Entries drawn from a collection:
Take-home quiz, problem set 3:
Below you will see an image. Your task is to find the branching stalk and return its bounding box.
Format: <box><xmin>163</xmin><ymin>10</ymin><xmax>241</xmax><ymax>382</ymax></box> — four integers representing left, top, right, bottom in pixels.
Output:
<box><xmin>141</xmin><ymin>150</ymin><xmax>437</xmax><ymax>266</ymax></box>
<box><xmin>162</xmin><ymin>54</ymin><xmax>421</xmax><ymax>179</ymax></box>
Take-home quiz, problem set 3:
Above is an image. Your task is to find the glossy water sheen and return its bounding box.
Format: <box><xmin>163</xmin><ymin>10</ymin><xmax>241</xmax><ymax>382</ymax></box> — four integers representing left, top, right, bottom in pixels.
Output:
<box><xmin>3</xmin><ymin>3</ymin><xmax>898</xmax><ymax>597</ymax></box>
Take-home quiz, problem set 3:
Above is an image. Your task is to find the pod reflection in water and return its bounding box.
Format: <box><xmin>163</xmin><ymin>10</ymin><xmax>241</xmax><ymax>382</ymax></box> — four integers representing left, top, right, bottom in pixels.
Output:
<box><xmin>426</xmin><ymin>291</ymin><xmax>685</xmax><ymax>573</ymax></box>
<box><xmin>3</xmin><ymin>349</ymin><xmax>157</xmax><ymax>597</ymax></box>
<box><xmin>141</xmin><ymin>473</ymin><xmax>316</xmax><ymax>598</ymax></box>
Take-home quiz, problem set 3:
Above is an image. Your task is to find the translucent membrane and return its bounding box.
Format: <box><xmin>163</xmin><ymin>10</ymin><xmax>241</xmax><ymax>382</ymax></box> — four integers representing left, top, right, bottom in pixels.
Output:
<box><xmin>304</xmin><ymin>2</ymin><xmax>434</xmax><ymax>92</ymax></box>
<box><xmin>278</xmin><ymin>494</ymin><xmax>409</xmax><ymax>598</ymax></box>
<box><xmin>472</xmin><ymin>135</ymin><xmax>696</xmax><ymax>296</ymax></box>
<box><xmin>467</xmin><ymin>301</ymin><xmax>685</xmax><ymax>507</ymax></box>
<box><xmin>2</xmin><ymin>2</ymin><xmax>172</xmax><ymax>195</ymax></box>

**STATED PROBLEM:** Arrange every line of the material above as a Markdown table with the columns Row and Line, numbering the rows in order and omitting any blank lines.

**REPLY TO THE TASK:**
| Row | Line |
|---|---|
| 1 | Take-home quiz, problem set 3: |
| 2 | Below you will see an image. Your task is to find the branching stalk and return its bounding box. |
| 3 | Format: <box><xmin>163</xmin><ymin>10</ymin><xmax>241</xmax><ymax>382</ymax></box> — four integers representing left, top, right, bottom in pixels. |
| 4 | Output: |
| 5 | <box><xmin>141</xmin><ymin>150</ymin><xmax>437</xmax><ymax>266</ymax></box> |
| 6 | <box><xmin>162</xmin><ymin>54</ymin><xmax>421</xmax><ymax>179</ymax></box> |
| 7 | Take-home quiz, problem set 3: |
| 8 | Above is an image. Your task is to find the glossy water sheen and return its bounding box. |
| 9 | Format: <box><xmin>163</xmin><ymin>10</ymin><xmax>241</xmax><ymax>382</ymax></box> — four integers representing left, top, right, bottom in pixels. |
| 10 | Output: |
| 11 | <box><xmin>3</xmin><ymin>3</ymin><xmax>898</xmax><ymax>597</ymax></box> |
| 12 | Take-home quiz, problem set 3: |
| 13 | Above is an image. Your task is to find the pod reflection in water and return its bounding box. |
| 14 | Format: <box><xmin>163</xmin><ymin>10</ymin><xmax>241</xmax><ymax>382</ymax></box> — four integers representing left, top, right, bottom in pixels. |
| 15 | Output: |
| 16 | <box><xmin>426</xmin><ymin>291</ymin><xmax>685</xmax><ymax>573</ymax></box> |
| 17 | <box><xmin>3</xmin><ymin>349</ymin><xmax>157</xmax><ymax>597</ymax></box> |
| 18 | <box><xmin>141</xmin><ymin>473</ymin><xmax>316</xmax><ymax>598</ymax></box> |
| 19 | Take-home quiz, problem set 3: |
| 20 | Above is an image. Your task is to find the translucent membrane and return its bounding box. |
| 21 | Format: <box><xmin>163</xmin><ymin>10</ymin><xmax>241</xmax><ymax>382</ymax></box> — four integers representing left, top, right, bottom in pixels. |
| 22 | Output: |
| 23 | <box><xmin>304</xmin><ymin>2</ymin><xmax>434</xmax><ymax>92</ymax></box> |
| 24 | <box><xmin>278</xmin><ymin>494</ymin><xmax>409</xmax><ymax>598</ymax></box> |
| 25 | <box><xmin>472</xmin><ymin>135</ymin><xmax>696</xmax><ymax>296</ymax></box> |
| 26 | <box><xmin>467</xmin><ymin>301</ymin><xmax>685</xmax><ymax>507</ymax></box> |
| 27 | <box><xmin>2</xmin><ymin>2</ymin><xmax>172</xmax><ymax>195</ymax></box> |